> _Activity 1_
Condense the paragraph of the 9/11 Mass article that begins "Archbishop Dolan was the principal celebrant" into a short bulleted list that keeps its main facts.
> _Activity 2_
In the article on the 9/11 Mass, at which church was the afternoon Mass on Sept. 11 celebrated?
> _Activity 3_
Please extend the article on the 9/11 Mass by continuing it past its final sentence.

*** Opening Text for analysis ***

Citing the example of first responders and other New Yorkers after the 9/11 attacks, Cardinal Egan said their actions provided “a powerful lesson” that should never be forgotten.
“When truly challenged, the best of us forget ourselves and become men and women for others, men and women who march into harm’s way for others, men and women who are even willing to give up their lives for others,” the cardinal said in his homily at an afternoon Mass on Sept. 11 at St. Peter’s Church on Barclay Street in lower Manhattan.
Outside on Church Street, people lined up behind barricades as the names of those who were killed in the attacks were read in a ceremony at Ground Zero, just a couple of blocks away.
Archbishop Dolan was the principal celebrant of the Mass. He celebrated the liturgy using the chalice and paten of Holy Cross Father Francis Grogan, a passenger on Flight 175 who died when that plane crashed into the South Tower on 9/11 (see Editor’s Report, Page XX). Father Tom Looney, vice provincial of the U.S. Province of Holy Cross Fathers and Brothers, had delivered the chalice and paten and was a concelebrant of the Mass.

*** Closing Text for analysis ***
*** Opening Data provided ***

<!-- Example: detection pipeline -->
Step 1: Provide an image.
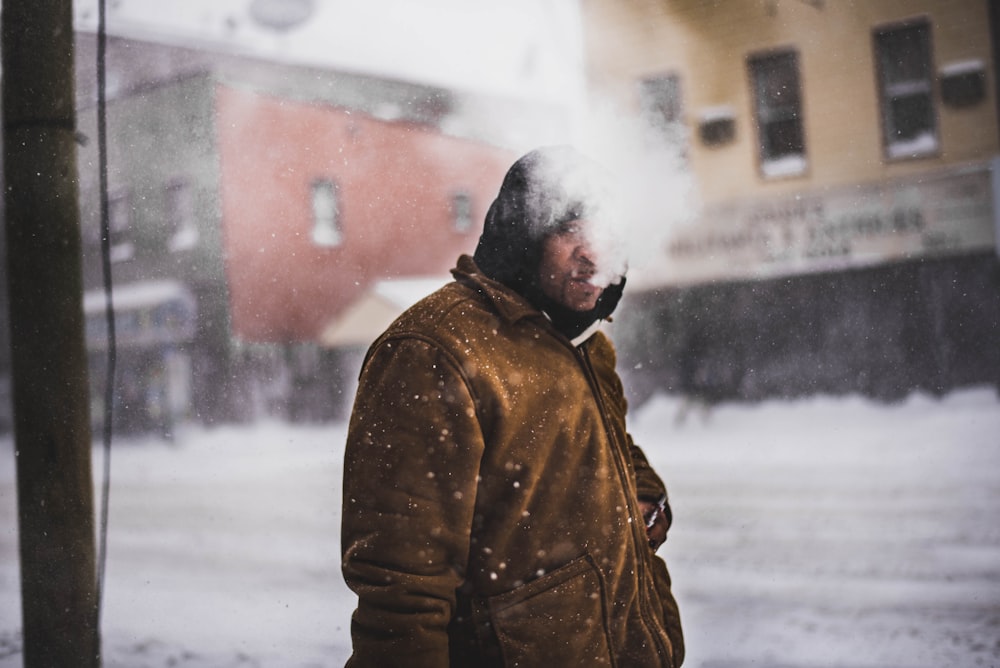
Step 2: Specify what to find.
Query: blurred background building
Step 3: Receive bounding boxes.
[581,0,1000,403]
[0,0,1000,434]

*** Closing Data provided ***
*** Opening Data provided ***

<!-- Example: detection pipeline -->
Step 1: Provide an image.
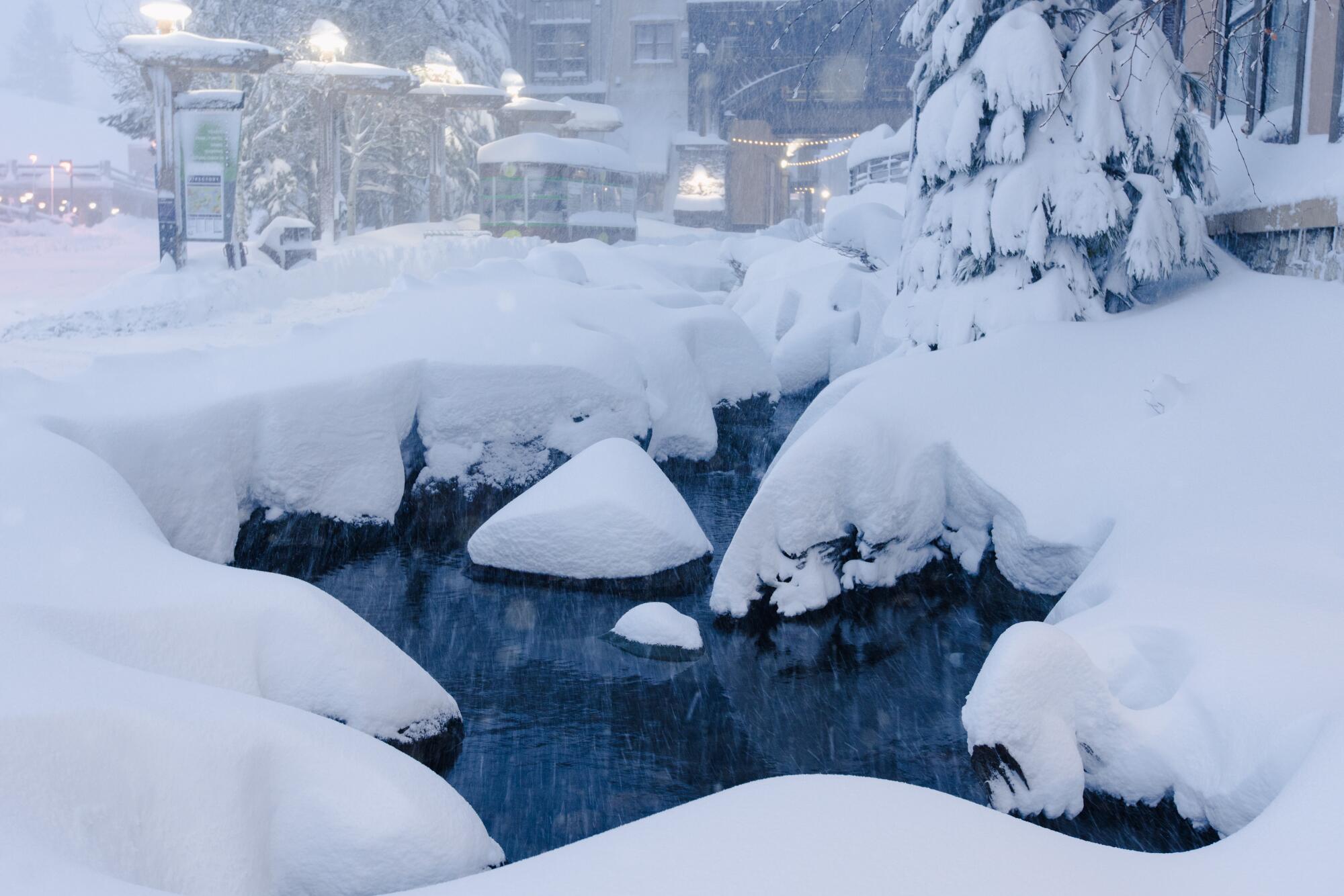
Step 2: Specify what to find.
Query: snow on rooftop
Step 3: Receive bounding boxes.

*** Closing Data provided ***

> _Task output 1_
- Archbishop Dolan was the principal celebrant of the Mass.
- He used the chalice and paten of Holy Cross Father Francis Grogan, a Flight 175 passenger who died when the plane crashed into the South Tower on 9/11.
- Father Tom Looney, vice provincial of the U.S. Province of Holy Cross Fathers and Brothers, delivered the chalice and paten.
- Father Looney was a concelebrant of the Mass.

> _Task output 2_
St. Peter's Church on Barclay Street in lower Manhattan.

> _Task output 3_
“On a day we could have cursed, we rather prayed,” Archbishop Dolan said, “nowhere more so than at St. Peter’s, which itself was damaged that day.”
On 9/11, the roof of St. Peter’s Church was punctured by a falling airplane part, leaving a hole that had to be repaired. The church building served for weeks after the attacks as a respite site for firefighters, police, rescue and recovery workers.
At the anniversary Mass, Father Kevin Madigan, the pastor of St. Peter’s, at Archbishop Dolan’s request, read a letter sent from Pope Benedict XVI to the archbishop for the anniversary of 9/11.
Cardinal Egan, in his homily, recalled the heroic lessons of 9/11 that he witnessed while serving at St. Vincent’s Hospital and at Ground Zero in the aftermath of the terror attacks. He shared stories of a doctor at St. Vincent’s who refused to leave his post even though he was quite shaken by the prospect of losing his father, a worker on the 102nd floor of the World Trade Center; a police commander who refused to leave his fellow police officers at Ground Zero in the days after 9/11 even though he sensed that his lungs were damaged by the dust and soot in the air; and a team of emergency workers that dug into broken cement and mud to pull bodies out from under piles of debris, asking only to be allowed to continue their work.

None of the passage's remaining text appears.